→ Task to carry out
Swap "photo" for "image" in the records from the line with "of the mountain" to the line with "Target: mountain ridge". Give back only those lines, with no other changes and without the picture.

## begin Data rows

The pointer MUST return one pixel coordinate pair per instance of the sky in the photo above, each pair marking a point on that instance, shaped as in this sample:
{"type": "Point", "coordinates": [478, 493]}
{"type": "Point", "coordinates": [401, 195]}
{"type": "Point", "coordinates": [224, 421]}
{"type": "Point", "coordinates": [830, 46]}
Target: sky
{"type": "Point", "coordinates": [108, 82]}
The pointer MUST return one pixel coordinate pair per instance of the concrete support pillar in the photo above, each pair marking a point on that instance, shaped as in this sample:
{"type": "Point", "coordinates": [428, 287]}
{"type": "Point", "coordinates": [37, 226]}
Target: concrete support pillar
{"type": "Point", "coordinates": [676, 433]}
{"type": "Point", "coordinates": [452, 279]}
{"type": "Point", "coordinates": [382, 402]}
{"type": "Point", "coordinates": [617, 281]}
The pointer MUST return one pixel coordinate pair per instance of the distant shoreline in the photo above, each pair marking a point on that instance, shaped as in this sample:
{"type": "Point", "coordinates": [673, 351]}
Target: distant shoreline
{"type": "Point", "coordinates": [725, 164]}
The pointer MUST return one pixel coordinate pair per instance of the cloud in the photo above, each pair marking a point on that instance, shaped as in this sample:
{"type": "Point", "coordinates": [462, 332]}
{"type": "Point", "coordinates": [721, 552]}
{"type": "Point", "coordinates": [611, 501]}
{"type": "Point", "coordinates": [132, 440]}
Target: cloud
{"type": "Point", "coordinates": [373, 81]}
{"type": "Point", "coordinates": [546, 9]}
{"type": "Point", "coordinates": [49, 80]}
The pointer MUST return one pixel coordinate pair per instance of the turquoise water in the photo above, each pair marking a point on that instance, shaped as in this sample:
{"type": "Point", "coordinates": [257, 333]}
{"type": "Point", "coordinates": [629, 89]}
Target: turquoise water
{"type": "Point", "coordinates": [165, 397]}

## end Data rows
## begin Data rows

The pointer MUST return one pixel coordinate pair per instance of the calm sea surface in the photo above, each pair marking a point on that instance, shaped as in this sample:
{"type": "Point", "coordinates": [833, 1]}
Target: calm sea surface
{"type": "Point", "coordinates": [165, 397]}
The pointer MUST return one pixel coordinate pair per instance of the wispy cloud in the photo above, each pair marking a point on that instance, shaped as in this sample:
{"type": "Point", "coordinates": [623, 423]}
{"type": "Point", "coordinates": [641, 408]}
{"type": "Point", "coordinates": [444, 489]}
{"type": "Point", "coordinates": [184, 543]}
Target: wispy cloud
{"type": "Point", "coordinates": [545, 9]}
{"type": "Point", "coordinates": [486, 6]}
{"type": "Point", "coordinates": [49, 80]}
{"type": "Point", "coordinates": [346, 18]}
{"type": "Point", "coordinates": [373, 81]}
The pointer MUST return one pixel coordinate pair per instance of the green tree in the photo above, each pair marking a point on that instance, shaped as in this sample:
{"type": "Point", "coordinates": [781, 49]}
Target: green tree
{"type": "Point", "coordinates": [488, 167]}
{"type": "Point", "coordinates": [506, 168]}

## end Data rows
## begin Data rows

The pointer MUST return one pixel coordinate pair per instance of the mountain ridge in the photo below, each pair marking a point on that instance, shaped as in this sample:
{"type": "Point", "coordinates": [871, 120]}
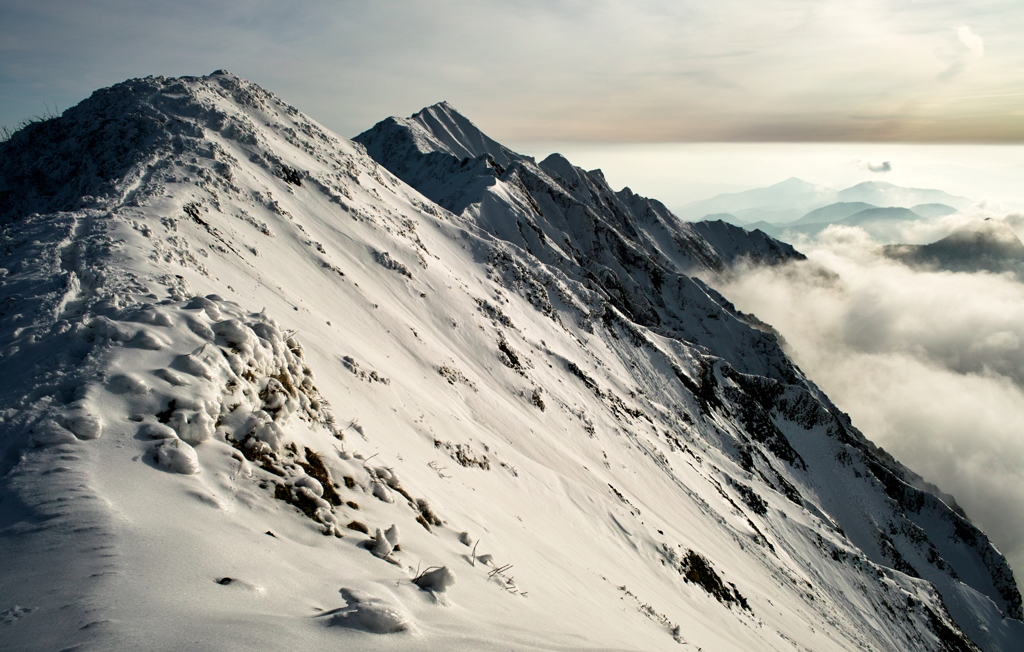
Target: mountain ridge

## end Data rows

→ Exercise result
The pointer MUST return one pixel coordinate pair per instance of the mountain ridge in the image below, each pair marking a point on that instance, shaped as in this sample:
{"type": "Point", "coordinates": [871, 120]}
Target: mountain ridge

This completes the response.